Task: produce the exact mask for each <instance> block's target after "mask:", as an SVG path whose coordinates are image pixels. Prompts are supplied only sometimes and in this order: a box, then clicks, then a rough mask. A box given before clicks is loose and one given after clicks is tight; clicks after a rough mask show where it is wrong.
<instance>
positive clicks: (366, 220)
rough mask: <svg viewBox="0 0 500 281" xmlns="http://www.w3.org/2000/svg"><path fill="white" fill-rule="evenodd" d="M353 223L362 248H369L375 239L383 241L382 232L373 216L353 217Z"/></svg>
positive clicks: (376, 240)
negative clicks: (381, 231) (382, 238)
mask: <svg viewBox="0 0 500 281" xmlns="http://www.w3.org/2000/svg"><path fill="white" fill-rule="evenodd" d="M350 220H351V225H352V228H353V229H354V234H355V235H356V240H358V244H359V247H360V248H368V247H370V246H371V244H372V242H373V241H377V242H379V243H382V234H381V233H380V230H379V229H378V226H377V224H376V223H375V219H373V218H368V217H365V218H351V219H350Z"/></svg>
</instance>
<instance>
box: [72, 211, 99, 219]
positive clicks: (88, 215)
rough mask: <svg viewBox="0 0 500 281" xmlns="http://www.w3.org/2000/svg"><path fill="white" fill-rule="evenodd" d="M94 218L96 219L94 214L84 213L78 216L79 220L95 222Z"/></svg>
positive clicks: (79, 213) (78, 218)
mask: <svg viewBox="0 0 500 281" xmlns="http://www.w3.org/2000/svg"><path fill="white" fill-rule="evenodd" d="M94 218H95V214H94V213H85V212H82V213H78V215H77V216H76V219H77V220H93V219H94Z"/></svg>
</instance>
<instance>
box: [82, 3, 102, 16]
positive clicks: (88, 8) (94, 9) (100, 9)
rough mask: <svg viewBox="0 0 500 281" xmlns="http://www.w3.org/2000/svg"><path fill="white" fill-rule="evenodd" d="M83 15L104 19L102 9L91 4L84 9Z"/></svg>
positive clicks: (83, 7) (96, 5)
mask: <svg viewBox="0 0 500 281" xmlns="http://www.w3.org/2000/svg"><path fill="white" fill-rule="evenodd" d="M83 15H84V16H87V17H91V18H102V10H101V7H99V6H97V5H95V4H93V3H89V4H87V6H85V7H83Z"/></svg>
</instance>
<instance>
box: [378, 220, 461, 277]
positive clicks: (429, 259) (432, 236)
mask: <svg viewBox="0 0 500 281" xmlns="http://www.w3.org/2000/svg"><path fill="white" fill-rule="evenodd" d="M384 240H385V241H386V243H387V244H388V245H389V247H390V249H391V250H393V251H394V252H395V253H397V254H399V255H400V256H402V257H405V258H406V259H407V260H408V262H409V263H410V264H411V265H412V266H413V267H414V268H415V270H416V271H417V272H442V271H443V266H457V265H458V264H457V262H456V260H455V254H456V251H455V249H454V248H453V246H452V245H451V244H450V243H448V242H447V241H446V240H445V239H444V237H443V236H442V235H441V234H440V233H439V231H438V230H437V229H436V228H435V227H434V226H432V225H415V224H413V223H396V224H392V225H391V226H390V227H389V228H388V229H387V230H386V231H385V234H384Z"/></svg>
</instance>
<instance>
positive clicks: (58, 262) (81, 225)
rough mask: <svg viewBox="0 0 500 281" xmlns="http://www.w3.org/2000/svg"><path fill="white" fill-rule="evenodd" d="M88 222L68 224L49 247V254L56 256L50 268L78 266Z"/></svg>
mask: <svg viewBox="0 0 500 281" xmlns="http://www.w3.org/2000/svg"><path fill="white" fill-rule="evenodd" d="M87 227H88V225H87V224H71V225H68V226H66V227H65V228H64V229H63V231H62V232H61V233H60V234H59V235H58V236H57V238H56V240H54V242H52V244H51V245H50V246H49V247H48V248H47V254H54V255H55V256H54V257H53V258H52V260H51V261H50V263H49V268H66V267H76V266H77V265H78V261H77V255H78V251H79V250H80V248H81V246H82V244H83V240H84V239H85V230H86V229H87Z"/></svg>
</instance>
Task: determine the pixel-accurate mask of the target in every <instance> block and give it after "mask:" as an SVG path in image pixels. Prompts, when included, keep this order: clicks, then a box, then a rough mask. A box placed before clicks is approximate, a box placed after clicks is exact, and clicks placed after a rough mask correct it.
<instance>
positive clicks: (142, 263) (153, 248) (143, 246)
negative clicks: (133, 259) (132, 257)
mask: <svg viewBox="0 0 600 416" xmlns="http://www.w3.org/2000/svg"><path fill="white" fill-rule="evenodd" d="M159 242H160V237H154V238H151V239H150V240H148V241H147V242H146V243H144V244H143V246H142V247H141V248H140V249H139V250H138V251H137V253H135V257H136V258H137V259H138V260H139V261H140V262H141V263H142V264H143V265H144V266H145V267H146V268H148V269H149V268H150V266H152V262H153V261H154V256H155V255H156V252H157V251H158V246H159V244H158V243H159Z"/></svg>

**What you will do**
Retype all of the items above without changing a single character.

**Solution to this problem**
Task: produce the exact mask for each <instance> block's target after "mask:", as an SVG path whose coordinates are image pixels. Prompts are supplied only sometimes and in this order: a box, then clicks, then a rough mask. A box given before clicks is loose and one given after clicks is tight; clicks after a rough mask show where it is wrong.
<instance>
positive clicks: (366, 220)
rough mask: <svg viewBox="0 0 500 281" xmlns="http://www.w3.org/2000/svg"><path fill="white" fill-rule="evenodd" d="M353 223L362 248H369L375 239L383 241L382 232L373 216L353 217Z"/></svg>
positive clicks: (376, 240)
negative clicks: (381, 231) (382, 238)
mask: <svg viewBox="0 0 500 281" xmlns="http://www.w3.org/2000/svg"><path fill="white" fill-rule="evenodd" d="M350 220H351V225H352V228H353V229H354V234H355V235H356V240H358V244H359V247H360V248H368V247H370V246H371V244H372V242H373V241H377V242H379V243H382V234H381V233H380V230H379V229H378V226H377V224H376V223H375V219H373V218H368V217H365V218H351V219H350Z"/></svg>
</instance>
<instance>
box: [72, 211, 99, 219]
positive clicks: (88, 215)
rough mask: <svg viewBox="0 0 500 281" xmlns="http://www.w3.org/2000/svg"><path fill="white" fill-rule="evenodd" d="M94 218L96 219L94 214L84 213L78 216L79 220L95 222Z"/></svg>
positive clicks: (79, 213) (78, 218)
mask: <svg viewBox="0 0 500 281" xmlns="http://www.w3.org/2000/svg"><path fill="white" fill-rule="evenodd" d="M94 218H95V214H94V213H85V212H82V213H78V215H77V216H76V219H77V220H93V219H94Z"/></svg>
</instance>
<instance>
box: [82, 3, 102, 16]
positive clicks: (88, 8) (94, 9) (100, 9)
rough mask: <svg viewBox="0 0 500 281" xmlns="http://www.w3.org/2000/svg"><path fill="white" fill-rule="evenodd" d="M83 15L104 19L102 9L91 4L84 9Z"/></svg>
positive clicks: (83, 7) (96, 5)
mask: <svg viewBox="0 0 500 281" xmlns="http://www.w3.org/2000/svg"><path fill="white" fill-rule="evenodd" d="M83 15H84V16H87V17H91V18H102V10H101V7H99V6H97V5H95V4H93V3H89V4H87V6H85V7H83Z"/></svg>
</instance>
<instance>
box: [378, 220, 461, 277]
positive clicks: (429, 259) (432, 236)
mask: <svg viewBox="0 0 500 281" xmlns="http://www.w3.org/2000/svg"><path fill="white" fill-rule="evenodd" d="M384 240H385V241H386V243H387V244H388V245H389V247H390V249H391V250H393V251H394V252H395V253H397V254H399V255H400V256H402V257H405V258H406V259H407V260H408V262H409V263H410V264H411V265H412V266H413V267H414V268H415V270H416V271H417V272H442V271H443V266H457V265H458V264H457V262H456V260H455V254H456V251H455V249H454V248H453V246H452V245H451V244H450V243H448V242H447V241H446V240H445V239H444V237H443V236H442V235H441V234H440V233H439V231H438V230H437V229H436V228H435V227H434V226H432V225H415V224H413V223H396V224H392V225H391V226H390V227H389V228H388V229H387V230H386V231H385V234H384Z"/></svg>
</instance>
<instance>
positive clicks: (58, 262) (81, 225)
rough mask: <svg viewBox="0 0 500 281" xmlns="http://www.w3.org/2000/svg"><path fill="white" fill-rule="evenodd" d="M88 222L68 224L49 247V254L56 256L50 268L78 266Z"/></svg>
mask: <svg viewBox="0 0 500 281" xmlns="http://www.w3.org/2000/svg"><path fill="white" fill-rule="evenodd" d="M87 227H88V225H87V224H71V225H68V226H66V227H65V228H64V229H63V231H62V232H61V233H60V234H59V235H58V236H57V238H56V240H54V242H52V244H51V245H50V246H49V247H48V248H47V254H54V255H55V256H54V257H53V258H52V260H51V261H50V263H49V268H66V267H76V266H77V265H78V261H77V255H78V251H79V250H80V248H81V246H82V244H83V240H84V239H85V230H86V229H87Z"/></svg>
</instance>
Task: determine the pixel-accurate mask of the target in every <instance> block and give it after "mask:" as an SVG path in image pixels. Prompts, when included, keep this order: clicks, then a box, then a rough mask. A box placed before clicks is approximate, a box placed after clicks is exact, and clicks placed after a rough mask correct it.
<instance>
positive clicks: (142, 263) (153, 248) (143, 246)
negative clicks: (133, 259) (132, 257)
mask: <svg viewBox="0 0 600 416" xmlns="http://www.w3.org/2000/svg"><path fill="white" fill-rule="evenodd" d="M159 242H160V237H154V238H151V239H150V240H148V241H147V242H146V243H144V244H143V246H142V247H141V248H140V249H139V250H138V251H137V253H135V257H136V258H137V259H138V260H139V261H140V262H141V263H142V264H143V265H144V266H145V267H146V268H148V269H149V268H150V266H152V262H153V261H154V256H155V255H156V252H157V251H158V246H159V244H158V243H159Z"/></svg>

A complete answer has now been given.